### The problem
Count the lines in the data below that contain the string "draped". Reply with the number alone.

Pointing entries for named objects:
+===+

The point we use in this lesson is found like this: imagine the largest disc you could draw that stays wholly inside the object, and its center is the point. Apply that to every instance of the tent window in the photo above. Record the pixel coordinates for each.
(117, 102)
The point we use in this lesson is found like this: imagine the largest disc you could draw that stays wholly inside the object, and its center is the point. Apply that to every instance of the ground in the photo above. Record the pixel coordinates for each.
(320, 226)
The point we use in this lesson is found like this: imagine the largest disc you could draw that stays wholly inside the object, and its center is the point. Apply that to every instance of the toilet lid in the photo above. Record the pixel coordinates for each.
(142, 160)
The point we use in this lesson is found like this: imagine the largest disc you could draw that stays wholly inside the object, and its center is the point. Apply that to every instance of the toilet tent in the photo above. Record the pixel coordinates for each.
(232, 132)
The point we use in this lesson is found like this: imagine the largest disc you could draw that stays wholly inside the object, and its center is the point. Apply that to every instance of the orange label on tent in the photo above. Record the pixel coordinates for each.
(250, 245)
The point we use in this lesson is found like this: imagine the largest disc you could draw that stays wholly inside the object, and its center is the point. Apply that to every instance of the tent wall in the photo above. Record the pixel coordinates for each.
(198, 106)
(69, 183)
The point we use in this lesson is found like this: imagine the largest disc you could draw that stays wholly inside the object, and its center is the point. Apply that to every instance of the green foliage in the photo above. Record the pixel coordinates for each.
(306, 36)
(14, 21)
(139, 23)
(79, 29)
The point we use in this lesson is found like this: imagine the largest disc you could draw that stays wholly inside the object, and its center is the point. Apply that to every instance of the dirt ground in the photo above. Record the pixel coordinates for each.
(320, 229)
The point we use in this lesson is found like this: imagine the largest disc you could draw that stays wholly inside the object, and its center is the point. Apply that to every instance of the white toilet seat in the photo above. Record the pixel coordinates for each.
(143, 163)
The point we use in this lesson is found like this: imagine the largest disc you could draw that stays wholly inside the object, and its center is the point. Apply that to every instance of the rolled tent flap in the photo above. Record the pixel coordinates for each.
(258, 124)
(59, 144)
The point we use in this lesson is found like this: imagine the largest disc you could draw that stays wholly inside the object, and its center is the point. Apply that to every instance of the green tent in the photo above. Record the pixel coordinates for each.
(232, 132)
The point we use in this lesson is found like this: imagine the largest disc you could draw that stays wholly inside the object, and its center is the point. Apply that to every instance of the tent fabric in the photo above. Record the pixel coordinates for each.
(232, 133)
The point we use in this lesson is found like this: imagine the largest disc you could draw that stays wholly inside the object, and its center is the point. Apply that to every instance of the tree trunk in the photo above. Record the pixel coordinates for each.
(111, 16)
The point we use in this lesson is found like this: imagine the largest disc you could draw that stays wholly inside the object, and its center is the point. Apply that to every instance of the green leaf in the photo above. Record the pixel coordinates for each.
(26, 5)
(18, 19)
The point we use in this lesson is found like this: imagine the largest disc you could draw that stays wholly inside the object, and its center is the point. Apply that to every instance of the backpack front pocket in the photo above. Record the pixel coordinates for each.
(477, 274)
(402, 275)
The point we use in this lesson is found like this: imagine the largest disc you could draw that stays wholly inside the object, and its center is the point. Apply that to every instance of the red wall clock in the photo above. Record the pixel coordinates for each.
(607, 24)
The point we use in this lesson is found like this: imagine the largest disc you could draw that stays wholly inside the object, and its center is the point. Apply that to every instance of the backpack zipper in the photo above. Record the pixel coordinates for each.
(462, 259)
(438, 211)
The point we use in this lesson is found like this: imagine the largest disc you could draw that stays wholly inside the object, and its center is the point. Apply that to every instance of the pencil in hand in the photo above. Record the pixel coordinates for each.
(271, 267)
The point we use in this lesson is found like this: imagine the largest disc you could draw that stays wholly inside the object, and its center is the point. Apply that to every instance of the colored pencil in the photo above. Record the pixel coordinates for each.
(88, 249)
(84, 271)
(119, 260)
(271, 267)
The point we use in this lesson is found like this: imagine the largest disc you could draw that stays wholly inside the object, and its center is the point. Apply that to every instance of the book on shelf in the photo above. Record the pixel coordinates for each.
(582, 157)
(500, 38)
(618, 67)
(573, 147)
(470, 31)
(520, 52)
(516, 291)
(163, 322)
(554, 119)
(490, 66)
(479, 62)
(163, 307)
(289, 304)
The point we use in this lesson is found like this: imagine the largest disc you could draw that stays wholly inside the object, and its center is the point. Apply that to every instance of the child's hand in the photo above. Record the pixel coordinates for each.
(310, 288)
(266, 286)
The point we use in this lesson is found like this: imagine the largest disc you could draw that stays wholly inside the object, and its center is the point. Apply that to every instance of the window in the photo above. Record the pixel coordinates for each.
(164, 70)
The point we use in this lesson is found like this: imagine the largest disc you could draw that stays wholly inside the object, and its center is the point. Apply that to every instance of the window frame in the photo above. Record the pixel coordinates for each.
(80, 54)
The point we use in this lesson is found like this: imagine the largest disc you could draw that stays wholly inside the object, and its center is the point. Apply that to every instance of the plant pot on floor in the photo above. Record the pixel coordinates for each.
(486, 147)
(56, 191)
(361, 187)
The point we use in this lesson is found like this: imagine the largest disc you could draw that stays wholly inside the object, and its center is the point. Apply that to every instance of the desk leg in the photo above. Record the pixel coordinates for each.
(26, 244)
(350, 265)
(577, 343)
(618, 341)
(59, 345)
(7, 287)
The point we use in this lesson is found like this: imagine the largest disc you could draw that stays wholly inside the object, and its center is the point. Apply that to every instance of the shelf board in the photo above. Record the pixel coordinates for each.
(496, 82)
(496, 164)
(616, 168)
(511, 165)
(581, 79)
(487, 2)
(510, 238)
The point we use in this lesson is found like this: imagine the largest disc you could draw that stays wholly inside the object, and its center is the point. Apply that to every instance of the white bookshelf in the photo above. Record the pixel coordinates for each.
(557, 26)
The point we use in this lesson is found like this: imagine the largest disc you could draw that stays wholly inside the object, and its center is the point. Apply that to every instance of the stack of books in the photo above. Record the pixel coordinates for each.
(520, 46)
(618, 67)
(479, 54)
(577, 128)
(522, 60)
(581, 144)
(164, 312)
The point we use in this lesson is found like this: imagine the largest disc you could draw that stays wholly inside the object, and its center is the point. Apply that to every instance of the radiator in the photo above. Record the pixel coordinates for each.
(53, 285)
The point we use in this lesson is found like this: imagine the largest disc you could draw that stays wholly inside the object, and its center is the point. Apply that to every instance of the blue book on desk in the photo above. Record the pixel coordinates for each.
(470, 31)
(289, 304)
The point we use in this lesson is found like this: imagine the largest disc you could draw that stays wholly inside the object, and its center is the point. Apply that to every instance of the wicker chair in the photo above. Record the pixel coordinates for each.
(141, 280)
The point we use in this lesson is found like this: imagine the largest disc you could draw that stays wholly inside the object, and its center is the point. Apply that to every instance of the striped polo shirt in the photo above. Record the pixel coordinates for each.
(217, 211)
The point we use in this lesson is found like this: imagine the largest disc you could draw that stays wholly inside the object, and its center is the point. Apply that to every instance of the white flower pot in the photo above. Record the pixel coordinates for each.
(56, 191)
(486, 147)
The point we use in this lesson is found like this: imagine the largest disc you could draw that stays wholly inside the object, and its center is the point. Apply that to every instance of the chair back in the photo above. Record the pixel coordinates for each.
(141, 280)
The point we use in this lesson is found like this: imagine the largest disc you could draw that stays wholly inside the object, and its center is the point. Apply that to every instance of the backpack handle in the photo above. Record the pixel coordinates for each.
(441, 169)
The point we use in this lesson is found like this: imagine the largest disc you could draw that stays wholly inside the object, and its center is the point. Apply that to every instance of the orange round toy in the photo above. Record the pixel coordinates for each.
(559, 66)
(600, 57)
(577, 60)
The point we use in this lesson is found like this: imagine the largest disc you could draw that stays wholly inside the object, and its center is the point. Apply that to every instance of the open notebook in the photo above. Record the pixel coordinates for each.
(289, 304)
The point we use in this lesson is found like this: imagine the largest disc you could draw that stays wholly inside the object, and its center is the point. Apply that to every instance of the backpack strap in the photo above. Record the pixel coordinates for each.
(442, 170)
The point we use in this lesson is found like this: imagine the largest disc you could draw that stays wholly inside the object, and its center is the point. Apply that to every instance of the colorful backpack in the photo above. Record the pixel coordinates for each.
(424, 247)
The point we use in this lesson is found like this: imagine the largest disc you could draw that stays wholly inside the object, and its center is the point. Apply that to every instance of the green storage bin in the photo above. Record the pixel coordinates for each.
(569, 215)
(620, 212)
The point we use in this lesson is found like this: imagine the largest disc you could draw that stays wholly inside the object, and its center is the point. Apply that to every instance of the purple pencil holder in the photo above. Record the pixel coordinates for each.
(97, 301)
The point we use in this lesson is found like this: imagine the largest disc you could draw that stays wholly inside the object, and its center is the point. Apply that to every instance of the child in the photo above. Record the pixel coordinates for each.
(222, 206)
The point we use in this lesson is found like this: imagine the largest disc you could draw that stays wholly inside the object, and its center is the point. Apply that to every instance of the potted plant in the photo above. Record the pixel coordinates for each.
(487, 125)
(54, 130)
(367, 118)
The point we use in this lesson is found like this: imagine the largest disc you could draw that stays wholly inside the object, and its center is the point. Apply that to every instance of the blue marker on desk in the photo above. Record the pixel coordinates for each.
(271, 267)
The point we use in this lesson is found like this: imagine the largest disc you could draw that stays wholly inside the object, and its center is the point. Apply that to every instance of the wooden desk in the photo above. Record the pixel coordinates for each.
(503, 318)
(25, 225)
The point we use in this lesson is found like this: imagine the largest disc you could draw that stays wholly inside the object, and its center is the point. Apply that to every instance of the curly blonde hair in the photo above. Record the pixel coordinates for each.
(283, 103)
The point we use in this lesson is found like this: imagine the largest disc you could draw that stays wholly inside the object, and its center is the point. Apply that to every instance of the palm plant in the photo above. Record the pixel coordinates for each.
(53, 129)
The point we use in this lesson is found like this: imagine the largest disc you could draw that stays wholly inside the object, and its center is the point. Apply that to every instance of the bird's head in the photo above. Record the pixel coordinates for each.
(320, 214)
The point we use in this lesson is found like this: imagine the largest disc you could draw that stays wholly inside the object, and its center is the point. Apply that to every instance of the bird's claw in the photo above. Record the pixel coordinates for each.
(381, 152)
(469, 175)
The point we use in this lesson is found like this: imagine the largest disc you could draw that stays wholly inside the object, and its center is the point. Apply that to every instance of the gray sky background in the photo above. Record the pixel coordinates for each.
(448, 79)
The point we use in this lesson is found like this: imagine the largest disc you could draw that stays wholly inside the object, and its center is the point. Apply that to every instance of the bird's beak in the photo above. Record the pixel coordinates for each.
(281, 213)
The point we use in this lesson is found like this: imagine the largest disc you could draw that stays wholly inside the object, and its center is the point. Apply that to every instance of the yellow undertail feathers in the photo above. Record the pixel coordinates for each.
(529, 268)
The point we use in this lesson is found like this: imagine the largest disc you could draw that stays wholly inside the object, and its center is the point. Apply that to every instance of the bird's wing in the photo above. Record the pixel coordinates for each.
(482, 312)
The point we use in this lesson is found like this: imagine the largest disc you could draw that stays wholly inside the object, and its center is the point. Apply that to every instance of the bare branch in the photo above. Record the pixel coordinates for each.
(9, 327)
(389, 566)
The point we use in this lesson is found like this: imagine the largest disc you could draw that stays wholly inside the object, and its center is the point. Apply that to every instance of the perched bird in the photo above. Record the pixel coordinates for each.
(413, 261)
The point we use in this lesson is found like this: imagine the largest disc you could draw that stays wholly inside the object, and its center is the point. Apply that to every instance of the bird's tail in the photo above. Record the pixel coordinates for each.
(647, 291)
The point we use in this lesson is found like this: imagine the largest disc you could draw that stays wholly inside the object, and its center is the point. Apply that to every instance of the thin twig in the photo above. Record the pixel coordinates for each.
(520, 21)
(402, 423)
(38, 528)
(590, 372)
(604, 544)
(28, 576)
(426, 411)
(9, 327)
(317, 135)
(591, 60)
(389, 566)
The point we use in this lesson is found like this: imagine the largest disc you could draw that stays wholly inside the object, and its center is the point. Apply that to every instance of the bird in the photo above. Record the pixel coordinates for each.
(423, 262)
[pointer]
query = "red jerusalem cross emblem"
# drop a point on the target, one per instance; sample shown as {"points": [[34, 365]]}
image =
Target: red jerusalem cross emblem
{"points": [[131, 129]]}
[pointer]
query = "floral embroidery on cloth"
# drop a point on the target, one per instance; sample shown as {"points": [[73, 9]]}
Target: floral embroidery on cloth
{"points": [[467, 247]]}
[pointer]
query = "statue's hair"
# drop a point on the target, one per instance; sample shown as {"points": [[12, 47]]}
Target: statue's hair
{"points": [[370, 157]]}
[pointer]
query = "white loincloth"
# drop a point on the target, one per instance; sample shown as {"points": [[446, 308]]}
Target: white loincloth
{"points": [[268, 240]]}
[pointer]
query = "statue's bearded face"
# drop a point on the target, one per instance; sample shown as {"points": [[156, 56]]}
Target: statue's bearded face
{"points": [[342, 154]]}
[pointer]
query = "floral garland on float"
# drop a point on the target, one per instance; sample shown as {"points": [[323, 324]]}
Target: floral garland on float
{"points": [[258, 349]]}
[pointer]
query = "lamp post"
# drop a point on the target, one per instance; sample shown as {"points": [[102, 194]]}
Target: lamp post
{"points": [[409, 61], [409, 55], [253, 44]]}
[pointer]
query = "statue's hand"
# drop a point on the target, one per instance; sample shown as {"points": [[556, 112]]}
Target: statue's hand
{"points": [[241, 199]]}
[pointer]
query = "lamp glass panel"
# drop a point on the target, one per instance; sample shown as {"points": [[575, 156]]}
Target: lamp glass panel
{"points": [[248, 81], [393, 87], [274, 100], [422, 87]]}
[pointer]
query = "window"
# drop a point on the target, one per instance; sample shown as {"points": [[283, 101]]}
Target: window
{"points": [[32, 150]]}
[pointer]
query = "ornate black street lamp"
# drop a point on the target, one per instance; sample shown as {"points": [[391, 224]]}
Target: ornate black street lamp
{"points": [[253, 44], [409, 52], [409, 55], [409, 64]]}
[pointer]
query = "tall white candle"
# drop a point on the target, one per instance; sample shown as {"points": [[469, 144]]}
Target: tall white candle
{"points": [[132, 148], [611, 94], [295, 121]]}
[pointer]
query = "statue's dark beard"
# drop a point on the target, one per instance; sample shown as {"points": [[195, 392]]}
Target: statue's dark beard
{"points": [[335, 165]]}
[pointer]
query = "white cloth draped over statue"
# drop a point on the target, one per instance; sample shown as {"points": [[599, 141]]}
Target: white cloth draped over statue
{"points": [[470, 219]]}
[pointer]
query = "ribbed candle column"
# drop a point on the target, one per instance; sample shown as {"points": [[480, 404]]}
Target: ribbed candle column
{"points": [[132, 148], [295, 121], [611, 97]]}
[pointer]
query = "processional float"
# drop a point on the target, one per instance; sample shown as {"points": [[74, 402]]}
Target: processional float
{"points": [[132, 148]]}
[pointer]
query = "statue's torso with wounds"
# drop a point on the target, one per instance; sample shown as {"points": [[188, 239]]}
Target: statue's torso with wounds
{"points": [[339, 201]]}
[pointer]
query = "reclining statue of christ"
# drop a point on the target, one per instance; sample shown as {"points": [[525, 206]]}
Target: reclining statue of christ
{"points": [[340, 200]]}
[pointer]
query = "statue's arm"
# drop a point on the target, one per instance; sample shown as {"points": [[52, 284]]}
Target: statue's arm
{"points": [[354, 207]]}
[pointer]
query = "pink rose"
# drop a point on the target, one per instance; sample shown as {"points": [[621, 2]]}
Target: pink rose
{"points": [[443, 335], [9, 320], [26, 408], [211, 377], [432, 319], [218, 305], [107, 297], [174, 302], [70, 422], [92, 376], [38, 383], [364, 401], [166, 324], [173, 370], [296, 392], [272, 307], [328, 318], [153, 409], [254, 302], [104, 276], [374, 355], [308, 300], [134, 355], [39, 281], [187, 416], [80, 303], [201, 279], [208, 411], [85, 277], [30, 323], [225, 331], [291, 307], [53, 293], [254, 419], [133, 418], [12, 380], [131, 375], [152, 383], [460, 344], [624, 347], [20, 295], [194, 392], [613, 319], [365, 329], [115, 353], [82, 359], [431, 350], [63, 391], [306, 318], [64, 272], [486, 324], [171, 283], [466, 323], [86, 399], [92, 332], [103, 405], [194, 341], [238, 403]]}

+===+

### Final result
2